**Dataset entries**
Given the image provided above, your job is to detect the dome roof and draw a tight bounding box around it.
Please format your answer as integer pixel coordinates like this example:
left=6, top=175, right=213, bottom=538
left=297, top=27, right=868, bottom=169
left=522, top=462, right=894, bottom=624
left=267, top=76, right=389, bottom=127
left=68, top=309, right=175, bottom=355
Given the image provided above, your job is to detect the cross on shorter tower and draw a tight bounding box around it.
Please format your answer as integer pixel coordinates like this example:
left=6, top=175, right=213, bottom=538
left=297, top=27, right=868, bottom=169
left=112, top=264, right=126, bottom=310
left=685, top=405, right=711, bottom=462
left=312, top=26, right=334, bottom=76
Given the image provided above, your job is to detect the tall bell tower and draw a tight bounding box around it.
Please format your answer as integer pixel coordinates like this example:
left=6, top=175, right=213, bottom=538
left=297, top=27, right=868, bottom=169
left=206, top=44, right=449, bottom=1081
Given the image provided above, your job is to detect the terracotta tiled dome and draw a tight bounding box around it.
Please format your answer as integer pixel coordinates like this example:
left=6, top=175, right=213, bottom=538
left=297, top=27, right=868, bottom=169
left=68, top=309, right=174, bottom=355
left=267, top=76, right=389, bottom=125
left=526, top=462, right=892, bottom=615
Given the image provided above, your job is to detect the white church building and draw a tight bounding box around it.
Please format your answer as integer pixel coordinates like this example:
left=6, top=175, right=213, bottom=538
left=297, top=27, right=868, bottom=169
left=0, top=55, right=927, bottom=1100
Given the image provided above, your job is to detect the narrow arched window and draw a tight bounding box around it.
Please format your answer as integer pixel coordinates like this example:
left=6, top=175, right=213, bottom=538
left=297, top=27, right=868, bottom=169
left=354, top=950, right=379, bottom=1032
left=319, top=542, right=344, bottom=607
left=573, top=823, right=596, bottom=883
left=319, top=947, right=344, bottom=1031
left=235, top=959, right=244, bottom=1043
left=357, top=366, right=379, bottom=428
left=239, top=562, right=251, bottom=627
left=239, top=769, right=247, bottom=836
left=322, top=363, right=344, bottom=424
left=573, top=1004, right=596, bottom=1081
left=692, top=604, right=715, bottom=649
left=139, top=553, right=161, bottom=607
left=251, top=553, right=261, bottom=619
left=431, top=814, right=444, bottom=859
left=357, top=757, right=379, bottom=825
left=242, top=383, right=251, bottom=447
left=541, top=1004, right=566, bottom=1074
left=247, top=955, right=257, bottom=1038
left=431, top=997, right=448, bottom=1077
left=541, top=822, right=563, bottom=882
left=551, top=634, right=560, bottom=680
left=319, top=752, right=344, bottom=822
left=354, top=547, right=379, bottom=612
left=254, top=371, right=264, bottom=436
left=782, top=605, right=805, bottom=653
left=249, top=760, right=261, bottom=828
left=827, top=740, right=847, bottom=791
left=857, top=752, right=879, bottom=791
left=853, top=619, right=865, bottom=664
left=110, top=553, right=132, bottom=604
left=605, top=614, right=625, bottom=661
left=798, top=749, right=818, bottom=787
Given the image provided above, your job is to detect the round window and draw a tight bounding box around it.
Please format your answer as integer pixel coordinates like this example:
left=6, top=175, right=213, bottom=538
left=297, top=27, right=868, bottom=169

**Exercise**
Rewrite the entries from the line with "detect the tall" up to and including the line with "left=0, top=55, right=927, bottom=1100", multiplying every bounding box coordinate in the answers by 0.45 and rounding to whole numbers, with halves rounded up. Keep the requests and their sample coordinates as they are.

**Result below**
Given the image provided above, your job is to detect the tall bell tower and draw a tight bounding box around it.
Please format your answer as integer pixel coordinates like this example:
left=6, top=175, right=213, bottom=538
left=297, top=27, right=868, bottom=169
left=93, top=20, right=202, bottom=486
Given the image provided above, your job is to detect the terracotta tiled dome and draw a tight bounding box around it.
Please format your answer as integer pixel coordinates like this example:
left=6, top=175, right=213, bottom=538
left=297, top=27, right=868, bottom=169
left=31, top=139, right=78, bottom=160
left=120, top=34, right=175, bottom=56
left=237, top=208, right=401, bottom=277
Given the image provided above, your job is to detect the white church building and draw a tight bounding box around it.
Please format your answer as integer pixel coordinates like this example:
left=6, top=175, right=213, bottom=538
left=297, top=27, right=868, bottom=169
left=0, top=25, right=417, bottom=495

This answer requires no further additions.